Do this:
Count the lines in the material below that contain the string "logo", treating uppercase and lowercase as different, and give only that number.

Task material:
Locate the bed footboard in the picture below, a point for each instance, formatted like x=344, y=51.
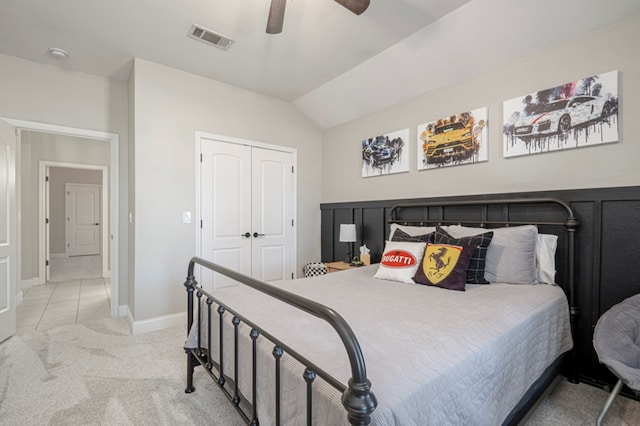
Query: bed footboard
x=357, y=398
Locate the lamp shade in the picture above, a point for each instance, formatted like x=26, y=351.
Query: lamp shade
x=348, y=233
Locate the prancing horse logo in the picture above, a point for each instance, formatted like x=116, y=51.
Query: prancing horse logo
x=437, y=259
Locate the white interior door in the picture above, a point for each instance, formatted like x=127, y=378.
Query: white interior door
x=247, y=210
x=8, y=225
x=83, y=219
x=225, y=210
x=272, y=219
---
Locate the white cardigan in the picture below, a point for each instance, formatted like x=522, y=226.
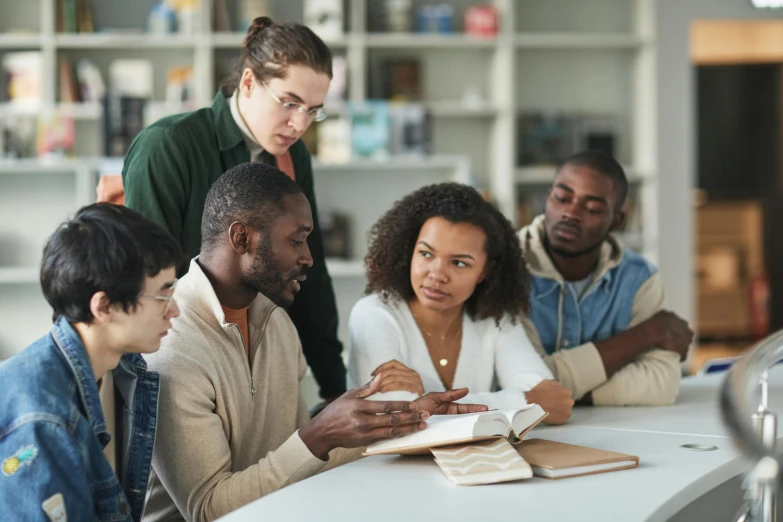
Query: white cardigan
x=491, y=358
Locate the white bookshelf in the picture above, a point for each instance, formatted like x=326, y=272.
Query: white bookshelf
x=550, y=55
==
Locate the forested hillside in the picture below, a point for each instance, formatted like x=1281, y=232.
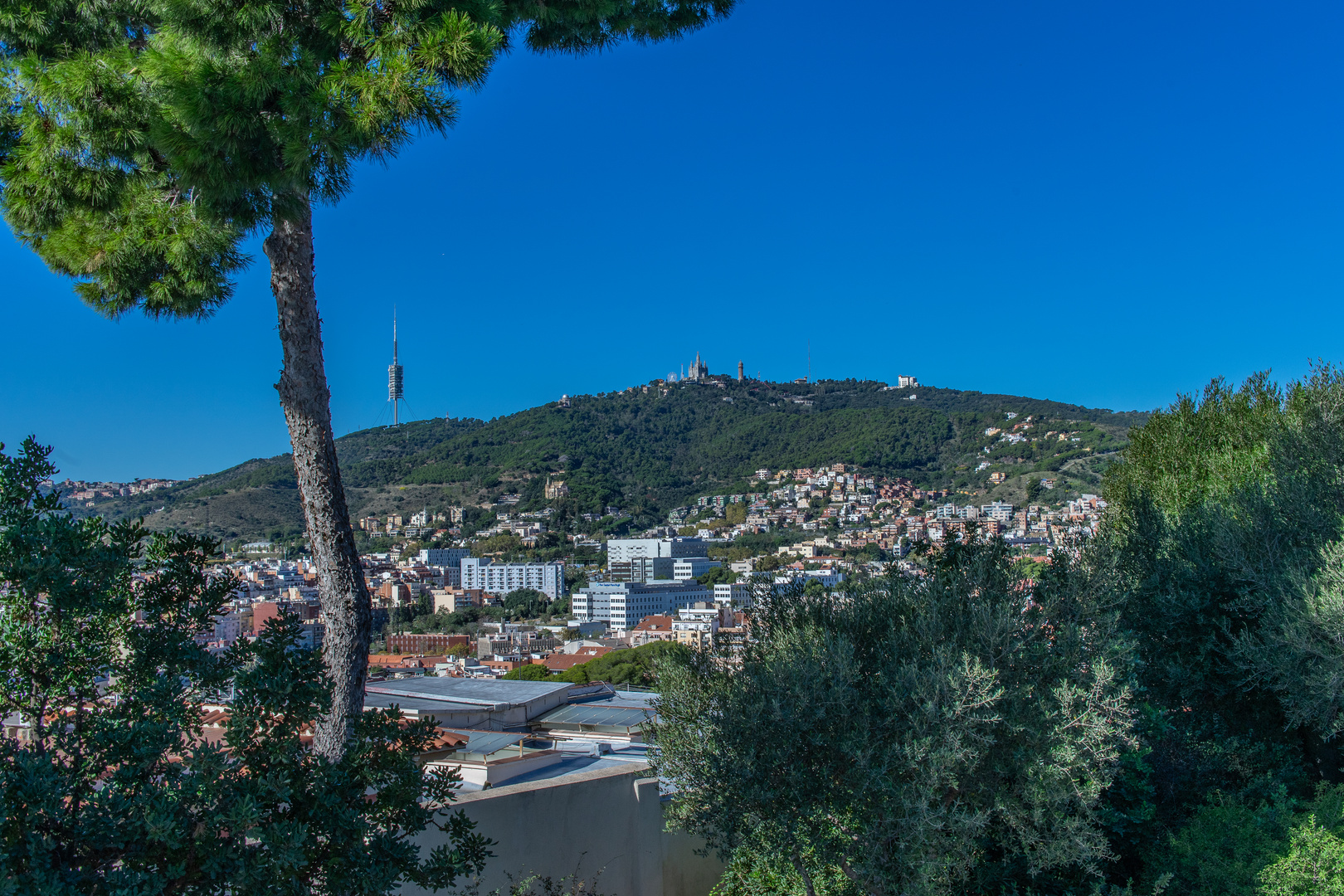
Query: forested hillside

Answer in full:
2